# [What is being asked]
Output every line of the data below word for word, from the first line to the last.

# [Records]
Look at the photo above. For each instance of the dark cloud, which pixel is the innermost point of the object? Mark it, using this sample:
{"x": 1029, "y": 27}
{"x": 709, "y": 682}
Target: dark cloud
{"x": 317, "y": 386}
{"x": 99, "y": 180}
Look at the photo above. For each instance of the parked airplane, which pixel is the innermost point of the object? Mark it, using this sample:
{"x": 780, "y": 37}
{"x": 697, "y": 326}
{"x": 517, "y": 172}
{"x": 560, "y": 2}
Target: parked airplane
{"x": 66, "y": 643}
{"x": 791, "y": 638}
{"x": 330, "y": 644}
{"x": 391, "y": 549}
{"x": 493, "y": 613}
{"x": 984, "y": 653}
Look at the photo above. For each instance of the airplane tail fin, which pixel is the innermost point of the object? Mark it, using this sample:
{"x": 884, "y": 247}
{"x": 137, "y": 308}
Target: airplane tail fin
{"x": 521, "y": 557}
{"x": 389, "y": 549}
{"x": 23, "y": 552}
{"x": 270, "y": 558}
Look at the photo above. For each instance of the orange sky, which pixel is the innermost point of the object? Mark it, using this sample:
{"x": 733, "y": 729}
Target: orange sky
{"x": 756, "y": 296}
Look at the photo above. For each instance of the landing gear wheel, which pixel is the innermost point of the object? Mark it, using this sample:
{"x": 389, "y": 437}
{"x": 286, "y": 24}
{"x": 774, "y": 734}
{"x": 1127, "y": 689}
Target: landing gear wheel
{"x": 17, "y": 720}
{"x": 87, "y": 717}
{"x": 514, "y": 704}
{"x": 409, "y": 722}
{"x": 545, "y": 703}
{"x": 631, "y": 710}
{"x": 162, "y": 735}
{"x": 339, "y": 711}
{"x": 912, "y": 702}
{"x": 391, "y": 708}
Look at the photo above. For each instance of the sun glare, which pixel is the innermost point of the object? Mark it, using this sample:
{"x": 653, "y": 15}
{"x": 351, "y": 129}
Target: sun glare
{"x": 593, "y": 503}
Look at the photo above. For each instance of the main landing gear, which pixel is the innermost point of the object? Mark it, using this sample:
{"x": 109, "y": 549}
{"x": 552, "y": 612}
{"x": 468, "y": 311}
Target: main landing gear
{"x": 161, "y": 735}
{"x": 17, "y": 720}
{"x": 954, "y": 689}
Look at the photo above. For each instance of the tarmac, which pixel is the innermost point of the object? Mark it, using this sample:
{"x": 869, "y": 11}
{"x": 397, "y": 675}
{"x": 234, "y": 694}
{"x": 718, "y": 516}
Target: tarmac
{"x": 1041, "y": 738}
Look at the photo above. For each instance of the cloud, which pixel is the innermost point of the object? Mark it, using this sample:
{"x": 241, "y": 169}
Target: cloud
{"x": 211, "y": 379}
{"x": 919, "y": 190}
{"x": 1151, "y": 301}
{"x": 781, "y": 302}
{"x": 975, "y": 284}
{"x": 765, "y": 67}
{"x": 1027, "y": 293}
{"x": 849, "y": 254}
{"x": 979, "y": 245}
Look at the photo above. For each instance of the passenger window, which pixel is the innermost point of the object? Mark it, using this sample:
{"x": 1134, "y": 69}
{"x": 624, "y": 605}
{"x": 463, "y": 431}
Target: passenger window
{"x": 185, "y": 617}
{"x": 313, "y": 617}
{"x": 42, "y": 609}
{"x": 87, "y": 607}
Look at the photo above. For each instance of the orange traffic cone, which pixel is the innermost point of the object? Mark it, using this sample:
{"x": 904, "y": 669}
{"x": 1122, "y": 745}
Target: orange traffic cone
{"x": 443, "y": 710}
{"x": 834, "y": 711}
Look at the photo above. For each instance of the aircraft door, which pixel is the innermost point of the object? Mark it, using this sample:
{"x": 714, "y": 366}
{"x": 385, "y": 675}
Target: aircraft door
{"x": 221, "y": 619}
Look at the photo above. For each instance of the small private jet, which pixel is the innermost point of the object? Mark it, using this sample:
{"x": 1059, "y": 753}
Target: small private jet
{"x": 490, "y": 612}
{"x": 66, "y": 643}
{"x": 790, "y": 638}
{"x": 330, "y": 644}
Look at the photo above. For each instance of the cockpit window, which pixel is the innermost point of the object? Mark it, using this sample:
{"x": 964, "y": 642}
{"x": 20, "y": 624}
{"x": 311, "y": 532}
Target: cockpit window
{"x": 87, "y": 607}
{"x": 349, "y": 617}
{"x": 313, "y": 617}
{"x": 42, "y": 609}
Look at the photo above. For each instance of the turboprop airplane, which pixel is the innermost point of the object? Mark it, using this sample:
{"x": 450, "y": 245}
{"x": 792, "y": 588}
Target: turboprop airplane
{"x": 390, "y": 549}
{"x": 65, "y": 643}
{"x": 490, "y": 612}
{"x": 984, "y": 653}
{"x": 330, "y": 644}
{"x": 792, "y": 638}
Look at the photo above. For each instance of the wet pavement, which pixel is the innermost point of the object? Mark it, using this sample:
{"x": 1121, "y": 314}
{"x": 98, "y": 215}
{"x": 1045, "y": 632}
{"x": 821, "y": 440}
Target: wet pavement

# [Full response]
Look at the photo above. For each instance of the dark cloud, which pixel is the innermost point of the object? Mark it, using this sample:
{"x": 1029, "y": 27}
{"x": 709, "y": 682}
Target: dark cloud
{"x": 317, "y": 386}
{"x": 99, "y": 180}
Look at the photo above. For each instance of the parked airplane, which pixel is the innermost point of the object? Mark it, using this sample:
{"x": 780, "y": 37}
{"x": 697, "y": 326}
{"x": 517, "y": 172}
{"x": 560, "y": 2}
Target: parked airplane
{"x": 66, "y": 643}
{"x": 791, "y": 638}
{"x": 330, "y": 644}
{"x": 391, "y": 549}
{"x": 493, "y": 613}
{"x": 984, "y": 653}
Look at the photo above. For each instance of the airplane tail fin, which pixel is the innermost point of the object? Mark it, using this sample:
{"x": 884, "y": 247}
{"x": 137, "y": 308}
Target: airplane tail fin
{"x": 521, "y": 557}
{"x": 389, "y": 549}
{"x": 23, "y": 552}
{"x": 270, "y": 558}
Look at the photo above. For each instance of the orange sky, which pixel is the innermost point of the object? Mark it, using this sample:
{"x": 733, "y": 729}
Target: orange sky
{"x": 756, "y": 296}
Look at the photo above. For each instance of the landing gear wheel, which pixel is the innermost point of the object? Mark it, using this sample:
{"x": 389, "y": 437}
{"x": 286, "y": 24}
{"x": 774, "y": 734}
{"x": 1127, "y": 689}
Target: landing gear wheel
{"x": 17, "y": 720}
{"x": 87, "y": 717}
{"x": 514, "y": 704}
{"x": 409, "y": 722}
{"x": 545, "y": 703}
{"x": 631, "y": 710}
{"x": 162, "y": 735}
{"x": 339, "y": 711}
{"x": 912, "y": 702}
{"x": 391, "y": 708}
Look at the photo above. For each instance of the sun glare, which pixel is the innermost point of the object? Mark it, using this sample:
{"x": 653, "y": 15}
{"x": 351, "y": 129}
Target: sun glare
{"x": 593, "y": 503}
Look at the photo above. For each instance of the main landing gear, which pixel is the innermost point of the object? Mark it, using this sample:
{"x": 109, "y": 549}
{"x": 552, "y": 612}
{"x": 468, "y": 311}
Target: main landing gear
{"x": 161, "y": 735}
{"x": 17, "y": 720}
{"x": 954, "y": 689}
Look at the photo above. For each instance of the tarmac, which pixel is the innermost point of the object? Mark it, using this sample:
{"x": 869, "y": 11}
{"x": 397, "y": 675}
{"x": 234, "y": 694}
{"x": 718, "y": 516}
Target: tarmac
{"x": 1041, "y": 738}
Look at the photo above. For each instance of the cloud, which pixel is the innermost point of the object? Mark it, using this sample:
{"x": 241, "y": 169}
Target: cloud
{"x": 211, "y": 379}
{"x": 919, "y": 190}
{"x": 1151, "y": 301}
{"x": 781, "y": 302}
{"x": 975, "y": 284}
{"x": 765, "y": 67}
{"x": 1027, "y": 293}
{"x": 849, "y": 254}
{"x": 979, "y": 245}
Look at the photo above. For each instance of the passenger window, which pixel is the innermost point of the object? Mark it, using this sample:
{"x": 1134, "y": 69}
{"x": 624, "y": 605}
{"x": 463, "y": 431}
Target: passenger window
{"x": 185, "y": 617}
{"x": 313, "y": 617}
{"x": 42, "y": 609}
{"x": 87, "y": 607}
Look at the photo above. For each instance of the orange traffic cone, which pixel is the innermost point of the object? Mark it, using this sample:
{"x": 904, "y": 669}
{"x": 1122, "y": 745}
Target: orange traffic cone
{"x": 443, "y": 710}
{"x": 834, "y": 711}
Look at the photo above. For each instance of the aircraft door, which pixel is the innermost point of the object? Mark it, using this sample:
{"x": 714, "y": 366}
{"x": 385, "y": 675}
Target: aircraft door
{"x": 221, "y": 619}
Look at the photo above. For each instance of the small private jet, which pixel is the innermost point of the object? Mark it, using this sample:
{"x": 1059, "y": 753}
Target: small private jet
{"x": 490, "y": 612}
{"x": 66, "y": 643}
{"x": 790, "y": 638}
{"x": 330, "y": 644}
Look at the photo above. For each instance of the cockpit window, which pixel is the innermost point of the object? Mark it, using this sample:
{"x": 964, "y": 642}
{"x": 20, "y": 624}
{"x": 311, "y": 532}
Target: cockpit window
{"x": 87, "y": 607}
{"x": 349, "y": 617}
{"x": 313, "y": 617}
{"x": 42, "y": 609}
Look at the photo above. For each instance of the turboprop airplane, which pixel is the innermost point of the object? Mark it, using this sample:
{"x": 450, "y": 245}
{"x": 792, "y": 588}
Target: turboprop airplane
{"x": 390, "y": 549}
{"x": 65, "y": 643}
{"x": 490, "y": 612}
{"x": 984, "y": 653}
{"x": 330, "y": 644}
{"x": 792, "y": 638}
Look at the photo above. For each instance of the wet pavement, which pixel is the innermost point of the object? Mark it, using this sample:
{"x": 1121, "y": 314}
{"x": 98, "y": 215}
{"x": 1045, "y": 632}
{"x": 821, "y": 440}
Target: wet pavement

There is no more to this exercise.